▶ Requirements:
Set down the passage of the article on researching magnetic materials between "However, information on" and "not been conducted.", inclusive, copying it word for word.

▶ Reading passage:
------------------------------------------------------------

New methods of researching complex magnetic materials

Recently, Prof. Dr. Le Hong Khiem and the research team of Institute of Physics - Vietnam Academy of Science and Technology experimentally demonstrated the use of neutron diffraction method on the IBR-2 nuclear reactor to study the crystal structure and magnetic structure of materials from the BaYFeO4 and Mn3O4 oxide complexes. The study sheds light on the physical nature of magnetoelectric effects, has important implications for the construction of models that simulate the properties of ferroelectric multiphase materials and can be used for ab-initio calculations, and studies the direction for future application of multiferroics material systems.

Prof. Dr. Le Hong Khiem with his team at the Dubna Joint Institute for Nuclear Research

Research methods for electromagnetic multiphase materials

Multiferroics exhibit a strong electromagnetic correlation, attracting the research interest of scientists around the world not only because of their high practical application value but also because of the complex physical phenomena occurring within them. In recent years, the investigation and improvement of electromagnetic multiphase properties of classical multiferroics materials as well as the search for new multiferroics materials have been of interest to research.

New multiferroics materials with ferroelectromagnetic properties BaYFeO4 were discovered in recent years. In the anomalous crystal structure of this material system, the FeO6 octahedral and square pyramid FeO5 are linked together into sequences of Fe4O8 tetramers arranged along the b crystal axis. Besides, the spinel crystal structure of Mn3O4 oxide can to some extent be seen as a simple structural homologue of BaYFeO4. The combination of magnetic magnitude and electromagnetic effect promises the practical application of this material system.

However, information on the magnetic phase structure characteristics of Mn3O4 and BaYFeO4 as well as the crystal structure of BaYFeO4 under high pressure conditions is still unclear. Besides, studies on the influence of chemical doping on the electromagnetic properties of BaYFeO4 materials have not been conducted.

Neutron diffraction is the most efficient experimental method for determining the crystal structure and magnetic structure of complex oxides over a wide range of variations of external conditions such as temperature, pressure, external magnetic fields. Compared to other experimental methods, it is one of the few research methods that allows to accurately locate light elements (H, Li, O) or elements with numerical atoms close together in the crystal structure. It is clear that neutron diffraction is an appropriate research method for characterizing the properties of multiferroics Mn3O4 and BaYFeO4 materials.

------------------------------------------------------------

▶ Extracted entries:
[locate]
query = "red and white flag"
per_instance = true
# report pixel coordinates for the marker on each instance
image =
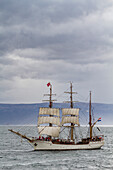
(48, 84)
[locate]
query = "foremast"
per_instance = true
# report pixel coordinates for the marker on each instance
(91, 125)
(71, 106)
(49, 118)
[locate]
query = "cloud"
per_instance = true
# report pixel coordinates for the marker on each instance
(56, 40)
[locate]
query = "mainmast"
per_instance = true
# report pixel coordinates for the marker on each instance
(71, 105)
(90, 118)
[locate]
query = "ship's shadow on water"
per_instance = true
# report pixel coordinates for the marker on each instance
(19, 155)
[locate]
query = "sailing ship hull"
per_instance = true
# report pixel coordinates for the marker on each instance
(48, 145)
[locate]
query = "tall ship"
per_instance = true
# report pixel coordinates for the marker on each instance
(52, 122)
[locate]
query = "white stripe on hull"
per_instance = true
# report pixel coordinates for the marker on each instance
(48, 145)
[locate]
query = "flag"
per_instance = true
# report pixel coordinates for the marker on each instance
(48, 84)
(99, 119)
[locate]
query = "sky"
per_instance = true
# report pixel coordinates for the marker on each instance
(56, 41)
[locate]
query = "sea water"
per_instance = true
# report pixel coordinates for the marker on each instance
(17, 154)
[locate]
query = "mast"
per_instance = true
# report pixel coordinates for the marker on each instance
(50, 98)
(71, 105)
(90, 117)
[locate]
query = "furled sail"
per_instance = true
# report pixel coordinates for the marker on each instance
(49, 116)
(70, 115)
(51, 131)
(70, 111)
(46, 119)
(49, 111)
(70, 119)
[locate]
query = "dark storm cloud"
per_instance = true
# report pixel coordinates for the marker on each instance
(57, 40)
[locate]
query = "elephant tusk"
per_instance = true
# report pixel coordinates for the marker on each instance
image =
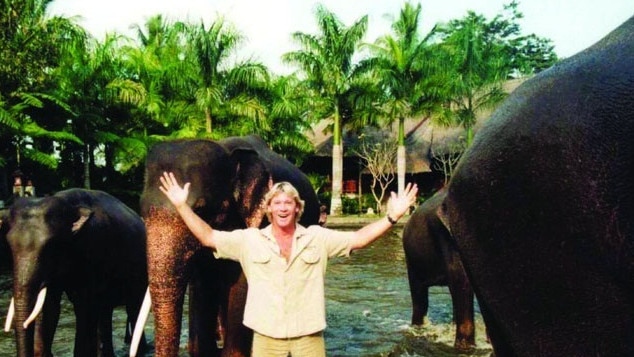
(37, 309)
(7, 324)
(140, 323)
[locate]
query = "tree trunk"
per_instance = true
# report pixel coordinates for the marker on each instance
(401, 168)
(337, 180)
(87, 167)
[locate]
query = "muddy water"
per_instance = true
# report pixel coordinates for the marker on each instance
(368, 311)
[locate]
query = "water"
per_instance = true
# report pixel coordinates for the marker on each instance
(368, 312)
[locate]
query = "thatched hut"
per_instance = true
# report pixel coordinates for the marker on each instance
(425, 141)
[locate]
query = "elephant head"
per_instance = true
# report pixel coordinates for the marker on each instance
(39, 233)
(86, 244)
(541, 207)
(432, 259)
(229, 179)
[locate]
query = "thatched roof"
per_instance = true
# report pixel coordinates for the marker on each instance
(422, 138)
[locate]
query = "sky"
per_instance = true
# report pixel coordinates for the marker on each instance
(267, 25)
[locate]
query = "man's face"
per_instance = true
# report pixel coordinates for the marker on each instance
(283, 209)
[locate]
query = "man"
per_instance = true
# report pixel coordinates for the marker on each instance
(285, 264)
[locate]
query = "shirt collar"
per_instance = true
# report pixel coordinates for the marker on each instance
(300, 231)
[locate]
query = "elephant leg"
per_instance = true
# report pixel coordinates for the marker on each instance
(46, 326)
(105, 331)
(419, 293)
(203, 312)
(462, 298)
(86, 322)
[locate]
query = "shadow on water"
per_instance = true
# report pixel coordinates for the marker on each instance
(368, 312)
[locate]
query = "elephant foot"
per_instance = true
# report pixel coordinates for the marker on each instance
(464, 346)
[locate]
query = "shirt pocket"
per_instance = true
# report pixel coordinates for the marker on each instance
(309, 266)
(260, 264)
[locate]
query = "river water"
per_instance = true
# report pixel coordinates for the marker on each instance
(368, 311)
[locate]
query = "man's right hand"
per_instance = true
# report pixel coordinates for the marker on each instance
(174, 192)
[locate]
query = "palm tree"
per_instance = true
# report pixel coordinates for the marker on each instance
(223, 89)
(410, 76)
(287, 117)
(326, 61)
(31, 46)
(481, 62)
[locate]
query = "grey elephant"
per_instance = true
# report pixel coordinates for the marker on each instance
(432, 260)
(541, 207)
(84, 243)
(229, 179)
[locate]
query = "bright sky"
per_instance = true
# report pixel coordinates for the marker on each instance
(267, 25)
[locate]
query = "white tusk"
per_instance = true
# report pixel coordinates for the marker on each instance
(140, 323)
(37, 309)
(7, 324)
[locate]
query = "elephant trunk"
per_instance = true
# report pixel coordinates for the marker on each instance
(169, 248)
(24, 292)
(24, 337)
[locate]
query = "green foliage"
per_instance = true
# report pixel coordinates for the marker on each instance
(72, 106)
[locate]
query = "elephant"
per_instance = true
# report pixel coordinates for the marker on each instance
(84, 243)
(229, 179)
(541, 208)
(433, 260)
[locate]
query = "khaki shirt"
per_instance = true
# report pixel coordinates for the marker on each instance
(284, 300)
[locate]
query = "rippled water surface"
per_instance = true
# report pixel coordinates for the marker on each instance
(368, 311)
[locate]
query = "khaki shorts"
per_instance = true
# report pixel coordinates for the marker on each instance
(303, 346)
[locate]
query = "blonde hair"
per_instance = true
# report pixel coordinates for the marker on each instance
(288, 189)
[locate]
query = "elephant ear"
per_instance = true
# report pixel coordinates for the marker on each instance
(251, 184)
(84, 214)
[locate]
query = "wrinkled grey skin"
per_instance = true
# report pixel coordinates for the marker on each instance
(541, 208)
(86, 244)
(229, 179)
(433, 260)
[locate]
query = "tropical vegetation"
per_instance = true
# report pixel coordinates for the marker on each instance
(77, 111)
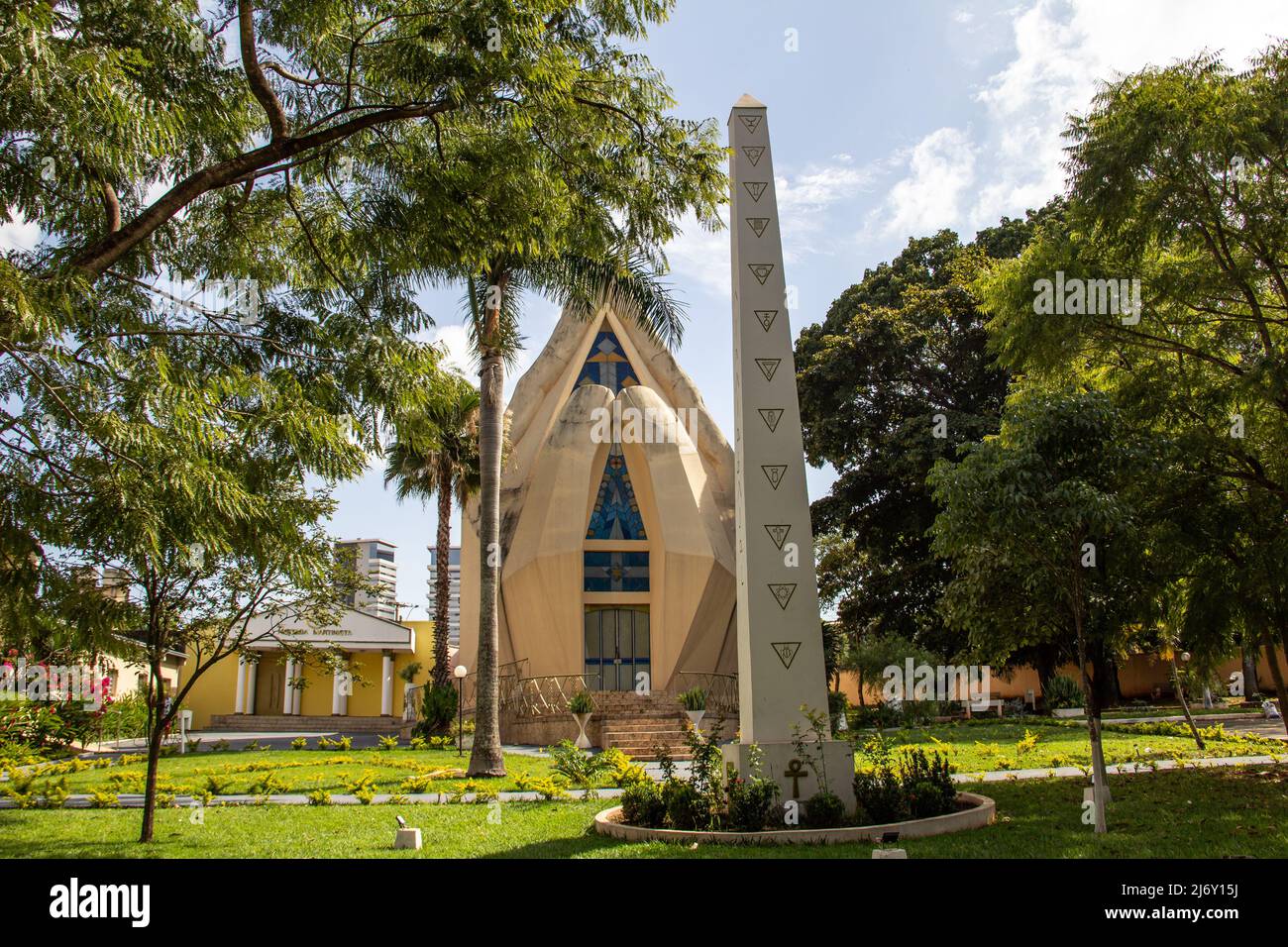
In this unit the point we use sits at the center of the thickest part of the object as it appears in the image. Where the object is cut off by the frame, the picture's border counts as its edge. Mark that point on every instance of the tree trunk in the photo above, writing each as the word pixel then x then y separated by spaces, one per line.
pixel 1099 784
pixel 1185 703
pixel 156 718
pixel 442 676
pixel 1279 680
pixel 485 755
pixel 1248 657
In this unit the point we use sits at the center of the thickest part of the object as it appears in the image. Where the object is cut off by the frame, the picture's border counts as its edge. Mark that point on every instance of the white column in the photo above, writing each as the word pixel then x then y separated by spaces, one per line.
pixel 240 699
pixel 288 698
pixel 252 667
pixel 386 685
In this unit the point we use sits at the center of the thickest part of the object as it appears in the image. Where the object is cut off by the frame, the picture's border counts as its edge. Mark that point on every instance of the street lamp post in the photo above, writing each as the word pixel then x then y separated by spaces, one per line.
pixel 460 709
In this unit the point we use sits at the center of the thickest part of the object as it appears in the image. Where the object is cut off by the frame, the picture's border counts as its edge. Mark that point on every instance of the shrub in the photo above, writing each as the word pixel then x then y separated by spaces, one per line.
pixel 437 710
pixel 695 698
pixel 1061 692
pixel 750 802
pixel 880 795
pixel 824 809
pixel 686 806
pixel 643 805
pixel 580 767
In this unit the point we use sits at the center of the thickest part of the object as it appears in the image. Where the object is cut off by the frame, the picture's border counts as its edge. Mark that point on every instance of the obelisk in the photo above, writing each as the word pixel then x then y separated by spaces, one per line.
pixel 780 634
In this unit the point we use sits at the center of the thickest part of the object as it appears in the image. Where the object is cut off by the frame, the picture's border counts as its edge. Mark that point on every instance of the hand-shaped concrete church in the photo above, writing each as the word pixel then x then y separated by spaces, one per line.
pixel 617 518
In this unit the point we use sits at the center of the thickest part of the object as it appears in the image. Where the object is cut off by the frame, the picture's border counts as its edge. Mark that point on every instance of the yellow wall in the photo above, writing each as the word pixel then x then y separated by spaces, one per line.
pixel 1137 680
pixel 215 692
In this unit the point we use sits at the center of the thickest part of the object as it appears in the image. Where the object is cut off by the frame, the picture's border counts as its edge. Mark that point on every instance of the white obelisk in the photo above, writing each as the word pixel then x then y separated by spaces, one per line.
pixel 780 634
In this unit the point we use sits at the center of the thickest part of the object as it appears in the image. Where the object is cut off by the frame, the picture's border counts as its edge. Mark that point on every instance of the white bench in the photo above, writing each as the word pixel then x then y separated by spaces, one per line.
pixel 995 703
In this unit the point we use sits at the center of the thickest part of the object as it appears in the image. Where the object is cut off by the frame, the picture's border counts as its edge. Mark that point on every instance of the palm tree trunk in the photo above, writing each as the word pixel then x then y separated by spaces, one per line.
pixel 485 755
pixel 1185 703
pixel 1276 674
pixel 442 579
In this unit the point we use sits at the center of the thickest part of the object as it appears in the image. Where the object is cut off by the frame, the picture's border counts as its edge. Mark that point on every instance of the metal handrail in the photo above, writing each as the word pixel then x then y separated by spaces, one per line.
pixel 721 689
pixel 546 694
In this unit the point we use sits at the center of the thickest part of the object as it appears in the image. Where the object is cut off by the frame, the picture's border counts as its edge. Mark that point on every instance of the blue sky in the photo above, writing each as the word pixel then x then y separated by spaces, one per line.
pixel 888 121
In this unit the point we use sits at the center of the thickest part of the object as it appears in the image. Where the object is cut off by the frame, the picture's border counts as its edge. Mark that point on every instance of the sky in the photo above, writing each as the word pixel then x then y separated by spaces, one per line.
pixel 888 121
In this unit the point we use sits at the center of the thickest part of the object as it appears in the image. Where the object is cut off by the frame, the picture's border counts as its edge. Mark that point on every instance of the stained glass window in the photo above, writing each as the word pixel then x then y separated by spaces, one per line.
pixel 617 513
pixel 606 365
pixel 614 571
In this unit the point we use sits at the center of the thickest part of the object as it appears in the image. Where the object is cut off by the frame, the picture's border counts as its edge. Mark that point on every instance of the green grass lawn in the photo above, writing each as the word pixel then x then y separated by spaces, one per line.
pixel 297 771
pixel 974 748
pixel 1184 813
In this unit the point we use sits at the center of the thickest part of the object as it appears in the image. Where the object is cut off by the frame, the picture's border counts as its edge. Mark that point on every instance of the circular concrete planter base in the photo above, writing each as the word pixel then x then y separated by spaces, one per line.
pixel 977 812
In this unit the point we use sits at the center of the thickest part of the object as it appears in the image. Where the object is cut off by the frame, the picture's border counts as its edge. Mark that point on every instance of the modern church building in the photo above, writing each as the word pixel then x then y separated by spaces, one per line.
pixel 617 518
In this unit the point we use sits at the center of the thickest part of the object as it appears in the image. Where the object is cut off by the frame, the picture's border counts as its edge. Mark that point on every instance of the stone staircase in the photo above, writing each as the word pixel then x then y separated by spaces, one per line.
pixel 278 723
pixel 638 724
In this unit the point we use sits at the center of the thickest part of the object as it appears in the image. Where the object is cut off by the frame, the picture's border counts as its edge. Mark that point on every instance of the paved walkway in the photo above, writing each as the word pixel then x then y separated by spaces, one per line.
pixel 133 800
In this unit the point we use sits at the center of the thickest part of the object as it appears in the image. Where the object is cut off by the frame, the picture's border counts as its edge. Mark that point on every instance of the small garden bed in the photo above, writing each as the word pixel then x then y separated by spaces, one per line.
pixel 973 812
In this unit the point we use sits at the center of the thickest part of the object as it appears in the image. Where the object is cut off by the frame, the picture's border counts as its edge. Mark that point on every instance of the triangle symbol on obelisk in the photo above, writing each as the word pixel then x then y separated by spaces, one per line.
pixel 784 592
pixel 778 532
pixel 772 416
pixel 786 652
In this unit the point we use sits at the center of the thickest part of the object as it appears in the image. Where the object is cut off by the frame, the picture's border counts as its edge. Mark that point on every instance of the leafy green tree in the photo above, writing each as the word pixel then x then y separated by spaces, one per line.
pixel 896 377
pixel 1179 179
pixel 1052 501
pixel 437 454
pixel 580 195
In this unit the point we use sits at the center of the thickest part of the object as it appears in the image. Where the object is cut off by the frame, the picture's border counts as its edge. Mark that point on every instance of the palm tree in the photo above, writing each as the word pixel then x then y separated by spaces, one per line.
pixel 436 454
pixel 585 286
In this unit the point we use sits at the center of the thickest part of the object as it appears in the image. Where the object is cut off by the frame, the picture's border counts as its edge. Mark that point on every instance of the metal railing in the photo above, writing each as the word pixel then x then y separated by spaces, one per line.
pixel 545 694
pixel 549 694
pixel 721 689
pixel 507 674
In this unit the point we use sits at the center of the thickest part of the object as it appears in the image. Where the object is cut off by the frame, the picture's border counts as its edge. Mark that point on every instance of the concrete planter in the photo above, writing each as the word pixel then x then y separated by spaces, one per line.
pixel 583 740
pixel 978 812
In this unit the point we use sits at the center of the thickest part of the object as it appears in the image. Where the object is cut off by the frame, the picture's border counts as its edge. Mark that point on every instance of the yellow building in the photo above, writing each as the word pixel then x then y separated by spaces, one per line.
pixel 273 690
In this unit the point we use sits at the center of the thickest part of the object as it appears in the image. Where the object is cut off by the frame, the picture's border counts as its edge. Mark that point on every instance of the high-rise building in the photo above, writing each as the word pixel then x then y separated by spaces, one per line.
pixel 454 596
pixel 374 562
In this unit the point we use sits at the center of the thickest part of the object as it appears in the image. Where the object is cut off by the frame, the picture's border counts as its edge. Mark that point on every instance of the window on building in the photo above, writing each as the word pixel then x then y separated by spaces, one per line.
pixel 606 365
pixel 614 571
pixel 616 514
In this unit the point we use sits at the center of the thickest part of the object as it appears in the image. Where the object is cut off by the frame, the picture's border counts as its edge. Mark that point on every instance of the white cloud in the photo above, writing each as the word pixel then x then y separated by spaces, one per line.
pixel 1061 51
pixel 940 172
pixel 18 234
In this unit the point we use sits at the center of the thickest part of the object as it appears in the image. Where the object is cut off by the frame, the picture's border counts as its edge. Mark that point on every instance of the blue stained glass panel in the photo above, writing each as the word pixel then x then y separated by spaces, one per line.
pixel 616 514
pixel 606 365
pixel 614 571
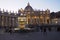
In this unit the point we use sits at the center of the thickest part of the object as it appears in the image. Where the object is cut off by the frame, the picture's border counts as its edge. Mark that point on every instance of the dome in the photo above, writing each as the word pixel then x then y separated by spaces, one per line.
pixel 28 8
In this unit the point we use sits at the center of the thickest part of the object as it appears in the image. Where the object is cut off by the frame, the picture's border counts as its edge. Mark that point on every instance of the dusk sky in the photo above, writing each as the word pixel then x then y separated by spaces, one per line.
pixel 14 5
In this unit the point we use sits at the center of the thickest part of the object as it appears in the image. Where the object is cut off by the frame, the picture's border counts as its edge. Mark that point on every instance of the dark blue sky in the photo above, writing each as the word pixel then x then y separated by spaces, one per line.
pixel 14 5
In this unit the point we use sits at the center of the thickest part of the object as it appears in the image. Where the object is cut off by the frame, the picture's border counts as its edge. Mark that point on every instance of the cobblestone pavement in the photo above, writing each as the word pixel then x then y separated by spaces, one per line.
pixel 31 36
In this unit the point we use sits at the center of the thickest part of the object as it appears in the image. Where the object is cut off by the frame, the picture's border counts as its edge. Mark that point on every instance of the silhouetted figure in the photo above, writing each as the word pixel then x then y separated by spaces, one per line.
pixel 49 29
pixel 58 29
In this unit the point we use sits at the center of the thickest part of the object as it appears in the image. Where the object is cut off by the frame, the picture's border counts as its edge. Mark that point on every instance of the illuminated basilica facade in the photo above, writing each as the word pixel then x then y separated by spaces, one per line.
pixel 31 16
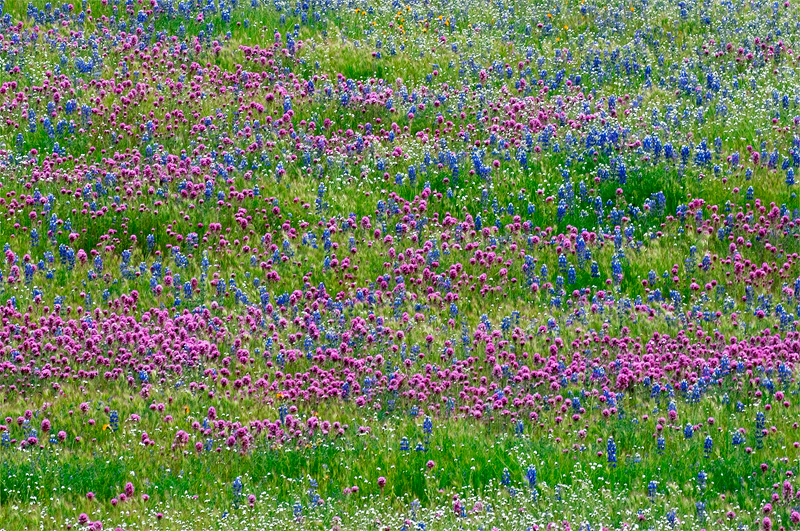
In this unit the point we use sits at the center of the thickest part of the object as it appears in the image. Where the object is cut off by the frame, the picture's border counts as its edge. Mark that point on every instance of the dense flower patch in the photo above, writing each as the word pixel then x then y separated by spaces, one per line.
pixel 399 265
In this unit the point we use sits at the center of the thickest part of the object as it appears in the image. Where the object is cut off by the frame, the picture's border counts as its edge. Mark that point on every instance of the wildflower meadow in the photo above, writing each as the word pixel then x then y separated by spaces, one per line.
pixel 399 265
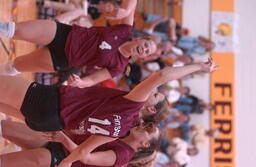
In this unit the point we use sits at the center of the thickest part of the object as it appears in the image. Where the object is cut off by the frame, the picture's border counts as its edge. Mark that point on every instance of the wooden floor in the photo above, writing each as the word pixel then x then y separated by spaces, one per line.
pixel 17 10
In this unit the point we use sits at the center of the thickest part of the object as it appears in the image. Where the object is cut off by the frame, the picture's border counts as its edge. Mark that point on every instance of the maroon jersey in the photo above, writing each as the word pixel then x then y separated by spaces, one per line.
pixel 98 110
pixel 123 153
pixel 98 47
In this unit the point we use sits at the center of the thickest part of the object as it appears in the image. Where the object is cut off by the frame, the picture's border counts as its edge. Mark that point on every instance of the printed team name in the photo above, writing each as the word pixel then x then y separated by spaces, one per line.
pixel 117 125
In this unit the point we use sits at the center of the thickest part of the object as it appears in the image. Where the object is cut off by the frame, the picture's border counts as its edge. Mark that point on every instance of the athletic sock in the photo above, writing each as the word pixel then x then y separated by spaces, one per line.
pixel 7 68
pixel 7 29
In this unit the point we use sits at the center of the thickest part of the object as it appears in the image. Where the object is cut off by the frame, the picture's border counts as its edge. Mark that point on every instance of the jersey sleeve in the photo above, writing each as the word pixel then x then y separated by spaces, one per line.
pixel 123 156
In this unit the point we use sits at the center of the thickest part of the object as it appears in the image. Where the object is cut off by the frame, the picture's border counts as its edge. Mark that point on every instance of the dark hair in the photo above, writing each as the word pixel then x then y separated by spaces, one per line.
pixel 162 111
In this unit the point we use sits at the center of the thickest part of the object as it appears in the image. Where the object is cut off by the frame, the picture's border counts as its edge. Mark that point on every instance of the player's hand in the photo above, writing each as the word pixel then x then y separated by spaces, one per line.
pixel 76 81
pixel 208 66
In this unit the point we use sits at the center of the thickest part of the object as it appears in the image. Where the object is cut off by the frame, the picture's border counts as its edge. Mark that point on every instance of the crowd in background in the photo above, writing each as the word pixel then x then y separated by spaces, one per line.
pixel 180 140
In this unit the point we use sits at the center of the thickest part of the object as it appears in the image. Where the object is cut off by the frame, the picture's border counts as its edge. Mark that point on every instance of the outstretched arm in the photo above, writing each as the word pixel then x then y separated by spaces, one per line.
pixel 90 80
pixel 142 91
pixel 84 153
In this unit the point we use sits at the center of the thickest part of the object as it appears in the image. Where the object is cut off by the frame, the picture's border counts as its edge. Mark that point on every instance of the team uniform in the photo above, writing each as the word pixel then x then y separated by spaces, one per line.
pixel 123 153
pixel 95 47
pixel 93 110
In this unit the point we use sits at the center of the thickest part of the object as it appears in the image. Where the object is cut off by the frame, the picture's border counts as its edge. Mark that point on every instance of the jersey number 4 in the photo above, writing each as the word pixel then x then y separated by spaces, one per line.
pixel 105 45
pixel 98 130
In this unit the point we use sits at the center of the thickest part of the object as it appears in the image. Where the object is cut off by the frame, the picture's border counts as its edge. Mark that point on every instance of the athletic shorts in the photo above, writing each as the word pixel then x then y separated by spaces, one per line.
pixel 57 152
pixel 57 47
pixel 41 108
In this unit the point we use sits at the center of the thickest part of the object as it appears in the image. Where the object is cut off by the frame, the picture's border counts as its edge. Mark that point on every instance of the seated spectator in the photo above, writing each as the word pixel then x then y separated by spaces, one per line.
pixel 173 94
pixel 195 46
pixel 175 119
pixel 180 151
pixel 198 135
pixel 167 29
pixel 190 104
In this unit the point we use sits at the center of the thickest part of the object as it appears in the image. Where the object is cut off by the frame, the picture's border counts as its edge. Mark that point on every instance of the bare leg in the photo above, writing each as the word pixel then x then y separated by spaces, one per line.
pixel 21 135
pixel 37 31
pixel 37 61
pixel 40 157
pixel 59 6
pixel 13 90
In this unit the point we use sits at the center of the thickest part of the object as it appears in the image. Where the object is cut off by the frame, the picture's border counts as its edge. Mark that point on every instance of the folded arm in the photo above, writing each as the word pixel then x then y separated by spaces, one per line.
pixel 90 80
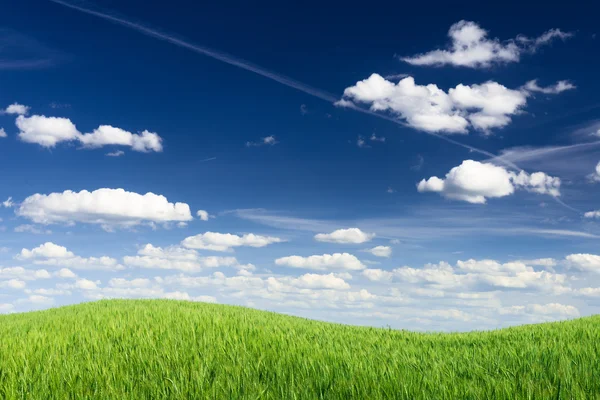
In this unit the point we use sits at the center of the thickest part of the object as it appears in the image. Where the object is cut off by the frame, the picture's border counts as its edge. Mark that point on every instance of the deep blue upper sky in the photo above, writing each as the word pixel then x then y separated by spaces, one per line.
pixel 95 72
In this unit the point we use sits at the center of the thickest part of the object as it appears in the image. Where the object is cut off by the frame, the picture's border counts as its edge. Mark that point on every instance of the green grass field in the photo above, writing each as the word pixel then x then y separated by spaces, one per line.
pixel 163 349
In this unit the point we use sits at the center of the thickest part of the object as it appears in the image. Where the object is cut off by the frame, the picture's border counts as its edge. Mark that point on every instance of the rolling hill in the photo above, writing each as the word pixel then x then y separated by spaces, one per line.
pixel 165 349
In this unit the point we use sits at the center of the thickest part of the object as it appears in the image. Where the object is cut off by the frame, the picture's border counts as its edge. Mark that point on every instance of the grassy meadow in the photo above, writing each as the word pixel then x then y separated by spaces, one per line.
pixel 165 349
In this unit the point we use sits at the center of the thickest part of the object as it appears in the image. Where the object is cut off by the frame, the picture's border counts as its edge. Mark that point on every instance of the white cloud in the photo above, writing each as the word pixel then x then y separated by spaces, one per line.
pixel 595 176
pixel 203 215
pixel 475 182
pixel 428 108
pixel 265 141
pixel 177 258
pixel 58 256
pixel 584 262
pixel 23 274
pixel 474 274
pixel 32 229
pixel 536 310
pixel 108 207
pixel 340 261
pixel 381 251
pixel 309 281
pixel 46 250
pixel 106 135
pixel 17 108
pixel 8 203
pixel 49 131
pixel 13 284
pixel 470 47
pixel 592 214
pixel 86 284
pixel 46 131
pixel 559 87
pixel 345 236
pixel 226 241
pixel 492 102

------------------------------------------------------------

▶ Solution for this problem:
However, information on the magnetic phase structure characteristics of Mn3O4 and BaYFeO4 as well as the crystal structure of BaYFeO4 under high pressure conditions is still unclear. Besides, studies on the influence of chemical doping on the electromagnetic properties of BaYFeO4 materials have not been conducted.